▶ REQUIREMENTS:
Reproduce word for word the stretch of the tech-support story from "After spending a" up to and including "to reboot it.".

▶ TEXT PASSAGE:
--- START ---

Tags
The infamous Windows Blue Screen of Death
My first job out of college in the high tech industry was doing front-line phone support for a startup software company. The software ran on a Windows box, which back in those days were pretty rudimentary. I mean, a 100MB hard drive was considered “lots of space”. It was a long time ago.
I got in big trouble with my boss’ boss, the CEO of the company (and the guy whose arrogance, incidentally, drove the company into the ground rather than sell it to a big Japanese firm and make us all a bunch of money rather than the company folding), after one frustrating phone call with a customer. This was well before phone support people had “scripts”; we had a written list of common problems people faced, and after that we were required to solve their issues as best we could. And I was fresh out of school.
After spending a good half-hour trying to fix this guy’s problem, I finally had him reboot the system and the problem cleared up. When he demanded I tell him what might have gone wrong, I told him that sometimes, hardware just has the equivalent of brain farts, and you have to reboot to clear them. He wasn’t happy with this answer and called the CEO.
Here’s the thing, though: I’ve learned since then that computer software and hardware does sometimes just fail for no discernible reason. Sometimes it has a brain fart, and you have to reboot it.

--- END ---

▶ PROVIDED DATA:
--- START ---

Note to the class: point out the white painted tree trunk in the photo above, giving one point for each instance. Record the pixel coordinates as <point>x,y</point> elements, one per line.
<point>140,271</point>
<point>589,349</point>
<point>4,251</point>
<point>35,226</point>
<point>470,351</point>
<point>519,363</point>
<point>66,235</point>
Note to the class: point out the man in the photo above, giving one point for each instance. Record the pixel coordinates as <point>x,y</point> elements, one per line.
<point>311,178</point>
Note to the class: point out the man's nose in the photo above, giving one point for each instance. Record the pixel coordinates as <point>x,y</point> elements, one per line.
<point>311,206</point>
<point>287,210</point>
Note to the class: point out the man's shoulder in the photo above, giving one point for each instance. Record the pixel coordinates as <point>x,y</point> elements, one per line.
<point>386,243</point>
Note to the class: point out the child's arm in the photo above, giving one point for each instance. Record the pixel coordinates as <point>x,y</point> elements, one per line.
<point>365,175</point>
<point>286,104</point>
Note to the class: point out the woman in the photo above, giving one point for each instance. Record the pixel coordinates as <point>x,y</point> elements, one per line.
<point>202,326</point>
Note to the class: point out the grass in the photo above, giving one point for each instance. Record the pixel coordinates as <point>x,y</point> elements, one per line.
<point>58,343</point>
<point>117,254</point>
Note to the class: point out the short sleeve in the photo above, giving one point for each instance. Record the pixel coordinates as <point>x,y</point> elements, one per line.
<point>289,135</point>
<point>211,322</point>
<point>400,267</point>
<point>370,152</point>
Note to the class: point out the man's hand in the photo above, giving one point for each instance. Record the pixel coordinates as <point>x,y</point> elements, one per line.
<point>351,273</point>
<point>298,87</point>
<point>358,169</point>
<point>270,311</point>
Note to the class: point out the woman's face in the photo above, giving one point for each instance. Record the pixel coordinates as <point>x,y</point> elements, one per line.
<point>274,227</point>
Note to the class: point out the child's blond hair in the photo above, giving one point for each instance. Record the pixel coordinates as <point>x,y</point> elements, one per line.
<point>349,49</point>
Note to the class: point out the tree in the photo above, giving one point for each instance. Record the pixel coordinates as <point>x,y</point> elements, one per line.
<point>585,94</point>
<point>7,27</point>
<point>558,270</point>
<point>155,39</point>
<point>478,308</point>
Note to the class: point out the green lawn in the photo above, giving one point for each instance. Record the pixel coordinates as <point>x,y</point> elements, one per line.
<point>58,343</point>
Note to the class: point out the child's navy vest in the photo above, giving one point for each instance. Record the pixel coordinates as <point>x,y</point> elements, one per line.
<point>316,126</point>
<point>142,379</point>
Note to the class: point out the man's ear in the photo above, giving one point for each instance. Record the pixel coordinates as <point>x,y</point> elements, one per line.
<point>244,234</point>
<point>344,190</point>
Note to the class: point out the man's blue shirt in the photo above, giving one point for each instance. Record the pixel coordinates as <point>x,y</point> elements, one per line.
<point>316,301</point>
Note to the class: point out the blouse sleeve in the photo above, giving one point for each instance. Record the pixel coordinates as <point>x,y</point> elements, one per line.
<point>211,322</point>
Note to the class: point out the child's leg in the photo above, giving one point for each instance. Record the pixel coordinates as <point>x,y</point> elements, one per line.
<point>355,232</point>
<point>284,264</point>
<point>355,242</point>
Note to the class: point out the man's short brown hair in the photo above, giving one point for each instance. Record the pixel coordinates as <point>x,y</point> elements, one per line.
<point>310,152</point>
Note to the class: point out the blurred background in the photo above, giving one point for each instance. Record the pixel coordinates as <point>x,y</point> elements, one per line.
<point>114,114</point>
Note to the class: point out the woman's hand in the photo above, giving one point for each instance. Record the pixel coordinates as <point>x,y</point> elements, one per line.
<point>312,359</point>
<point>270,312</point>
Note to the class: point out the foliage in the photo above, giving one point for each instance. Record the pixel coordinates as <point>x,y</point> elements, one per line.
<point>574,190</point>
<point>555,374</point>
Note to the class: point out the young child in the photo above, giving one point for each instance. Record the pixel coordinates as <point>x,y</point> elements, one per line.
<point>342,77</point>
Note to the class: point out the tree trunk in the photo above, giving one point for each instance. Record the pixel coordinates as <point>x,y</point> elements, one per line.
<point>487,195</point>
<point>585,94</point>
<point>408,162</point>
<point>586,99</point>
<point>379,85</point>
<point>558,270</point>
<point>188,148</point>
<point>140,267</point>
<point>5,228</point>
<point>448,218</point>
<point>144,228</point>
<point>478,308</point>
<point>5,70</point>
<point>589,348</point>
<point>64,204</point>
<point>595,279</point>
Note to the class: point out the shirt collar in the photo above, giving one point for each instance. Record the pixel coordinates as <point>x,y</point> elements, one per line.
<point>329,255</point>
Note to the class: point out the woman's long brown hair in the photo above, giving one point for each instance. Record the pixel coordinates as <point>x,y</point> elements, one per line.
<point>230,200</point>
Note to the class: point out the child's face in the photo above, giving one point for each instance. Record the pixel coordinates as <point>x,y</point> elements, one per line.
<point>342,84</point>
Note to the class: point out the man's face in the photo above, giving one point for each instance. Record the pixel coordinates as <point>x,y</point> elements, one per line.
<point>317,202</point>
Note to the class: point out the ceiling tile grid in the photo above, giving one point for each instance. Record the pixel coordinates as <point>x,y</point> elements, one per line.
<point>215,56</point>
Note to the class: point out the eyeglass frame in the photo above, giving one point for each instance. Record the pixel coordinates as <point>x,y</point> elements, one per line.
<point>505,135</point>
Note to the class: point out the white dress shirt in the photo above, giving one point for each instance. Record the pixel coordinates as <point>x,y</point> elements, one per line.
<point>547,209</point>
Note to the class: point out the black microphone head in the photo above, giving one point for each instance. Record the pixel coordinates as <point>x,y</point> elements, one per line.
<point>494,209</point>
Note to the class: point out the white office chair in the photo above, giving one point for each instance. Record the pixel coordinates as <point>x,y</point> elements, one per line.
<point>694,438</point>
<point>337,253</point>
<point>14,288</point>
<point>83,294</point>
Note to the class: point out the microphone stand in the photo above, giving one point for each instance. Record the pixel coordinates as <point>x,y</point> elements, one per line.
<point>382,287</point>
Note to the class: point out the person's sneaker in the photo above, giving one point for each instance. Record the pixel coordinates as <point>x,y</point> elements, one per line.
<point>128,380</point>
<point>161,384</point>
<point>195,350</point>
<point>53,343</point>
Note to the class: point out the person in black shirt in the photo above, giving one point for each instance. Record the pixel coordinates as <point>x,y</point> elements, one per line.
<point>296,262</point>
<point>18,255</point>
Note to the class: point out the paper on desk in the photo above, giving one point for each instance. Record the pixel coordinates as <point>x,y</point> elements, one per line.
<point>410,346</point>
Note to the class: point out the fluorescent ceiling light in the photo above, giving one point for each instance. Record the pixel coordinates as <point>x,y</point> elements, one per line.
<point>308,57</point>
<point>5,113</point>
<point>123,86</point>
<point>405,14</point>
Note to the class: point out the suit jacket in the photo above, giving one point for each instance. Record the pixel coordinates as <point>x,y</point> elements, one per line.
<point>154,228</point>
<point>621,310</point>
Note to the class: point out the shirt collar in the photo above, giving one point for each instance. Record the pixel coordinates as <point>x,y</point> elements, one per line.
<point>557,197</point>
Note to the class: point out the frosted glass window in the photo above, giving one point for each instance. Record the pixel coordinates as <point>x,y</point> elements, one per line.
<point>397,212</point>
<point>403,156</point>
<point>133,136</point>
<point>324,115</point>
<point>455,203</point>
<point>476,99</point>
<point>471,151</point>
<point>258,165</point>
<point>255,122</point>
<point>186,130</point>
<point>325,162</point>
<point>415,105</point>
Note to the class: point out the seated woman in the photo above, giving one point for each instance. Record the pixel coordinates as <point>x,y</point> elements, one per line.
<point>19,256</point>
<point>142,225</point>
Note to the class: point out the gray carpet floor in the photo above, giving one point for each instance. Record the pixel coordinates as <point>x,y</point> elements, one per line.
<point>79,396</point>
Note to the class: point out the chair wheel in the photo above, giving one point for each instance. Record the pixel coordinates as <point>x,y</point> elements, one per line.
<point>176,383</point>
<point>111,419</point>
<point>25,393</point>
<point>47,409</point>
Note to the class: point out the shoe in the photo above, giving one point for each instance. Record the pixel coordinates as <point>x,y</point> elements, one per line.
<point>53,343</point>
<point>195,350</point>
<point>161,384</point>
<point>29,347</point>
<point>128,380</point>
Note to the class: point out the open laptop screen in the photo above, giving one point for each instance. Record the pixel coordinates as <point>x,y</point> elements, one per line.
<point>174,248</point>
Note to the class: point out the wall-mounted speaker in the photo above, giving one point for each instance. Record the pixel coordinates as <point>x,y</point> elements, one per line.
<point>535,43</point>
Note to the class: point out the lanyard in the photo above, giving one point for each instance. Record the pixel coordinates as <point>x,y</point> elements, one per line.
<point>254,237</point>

--- END ---

▶ SOLUTION BELOW:
After spending a good half-hour trying to fix this guy’s problem, I finally had him reboot the system and the problem cleared up. When he demanded I tell him what might have gone wrong, I told him that sometimes, hardware just has the equivalent of brain farts, and you have to reboot to clear them. He wasn’t happy with this answer and called the CEO.
Here’s the thing, though: I’ve learned since then that computer software and hardware does sometimes just fail for no discernible reason. Sometimes it has a brain fart, and you have to reboot it.